Instructions to follow: From the entries below, output the line with "system, locate paved" and each following line up to and including the line with "locate black helmet", exactly as written.

Referring expression grounding data:
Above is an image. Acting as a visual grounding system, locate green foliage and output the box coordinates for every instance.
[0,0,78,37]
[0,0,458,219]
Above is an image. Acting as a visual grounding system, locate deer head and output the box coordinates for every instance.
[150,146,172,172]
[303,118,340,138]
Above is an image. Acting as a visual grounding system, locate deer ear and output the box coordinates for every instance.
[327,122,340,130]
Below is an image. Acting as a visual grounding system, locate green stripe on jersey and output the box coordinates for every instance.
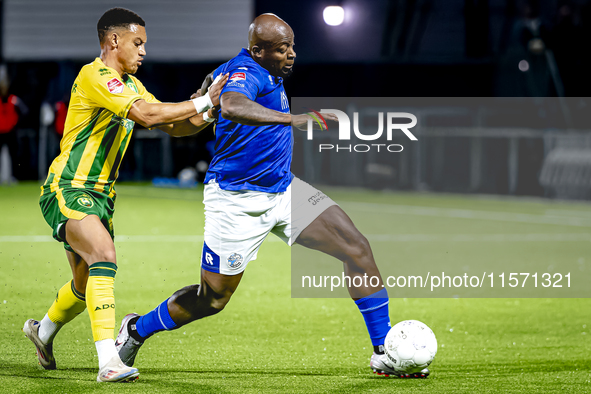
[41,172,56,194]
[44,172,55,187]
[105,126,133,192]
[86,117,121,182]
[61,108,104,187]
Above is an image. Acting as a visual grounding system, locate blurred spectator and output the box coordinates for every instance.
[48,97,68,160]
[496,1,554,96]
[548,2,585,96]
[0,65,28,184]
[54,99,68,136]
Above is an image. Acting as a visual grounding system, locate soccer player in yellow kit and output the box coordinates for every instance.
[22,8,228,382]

---

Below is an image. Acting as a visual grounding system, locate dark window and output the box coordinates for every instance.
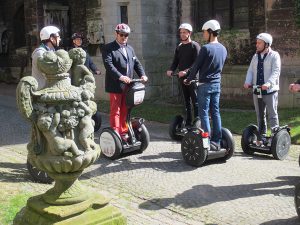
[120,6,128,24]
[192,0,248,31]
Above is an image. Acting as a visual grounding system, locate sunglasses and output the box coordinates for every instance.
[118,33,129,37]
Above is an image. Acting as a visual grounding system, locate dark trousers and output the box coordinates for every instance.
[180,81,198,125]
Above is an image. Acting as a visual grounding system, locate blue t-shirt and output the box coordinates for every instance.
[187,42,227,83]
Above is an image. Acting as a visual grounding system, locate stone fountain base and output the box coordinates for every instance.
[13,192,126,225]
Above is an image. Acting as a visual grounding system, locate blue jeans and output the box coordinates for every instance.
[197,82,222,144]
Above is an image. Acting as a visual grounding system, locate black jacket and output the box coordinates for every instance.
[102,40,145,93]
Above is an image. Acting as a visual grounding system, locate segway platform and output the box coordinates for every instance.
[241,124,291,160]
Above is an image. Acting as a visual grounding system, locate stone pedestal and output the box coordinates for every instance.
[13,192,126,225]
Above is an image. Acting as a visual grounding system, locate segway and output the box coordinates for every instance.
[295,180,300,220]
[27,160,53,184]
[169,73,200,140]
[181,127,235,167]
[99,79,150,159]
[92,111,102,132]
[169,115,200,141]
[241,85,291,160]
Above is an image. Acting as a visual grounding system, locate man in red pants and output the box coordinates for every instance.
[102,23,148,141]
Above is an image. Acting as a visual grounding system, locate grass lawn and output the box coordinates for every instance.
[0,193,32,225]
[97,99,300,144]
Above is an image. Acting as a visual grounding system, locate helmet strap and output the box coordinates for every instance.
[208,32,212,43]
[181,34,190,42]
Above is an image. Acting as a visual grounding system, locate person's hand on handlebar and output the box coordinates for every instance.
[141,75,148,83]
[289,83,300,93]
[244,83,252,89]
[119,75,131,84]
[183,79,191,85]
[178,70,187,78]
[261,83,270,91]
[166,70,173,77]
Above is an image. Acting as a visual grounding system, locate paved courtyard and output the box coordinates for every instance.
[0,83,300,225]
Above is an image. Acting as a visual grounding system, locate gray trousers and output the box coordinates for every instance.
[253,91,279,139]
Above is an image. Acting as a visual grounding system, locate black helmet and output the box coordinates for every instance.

Expected answer:
Above is an image. Acting as a visual grounding system, locate paved courtyard and output the box coordinates for every instance.
[0,83,300,225]
Above is an image. Acting as a visual grounding system, locate gray trousers and output the box coordinates for every instance.
[253,91,279,139]
Above is an image. Acting as a visual grounding system, locate black helmet and output the box coordinates for every instance.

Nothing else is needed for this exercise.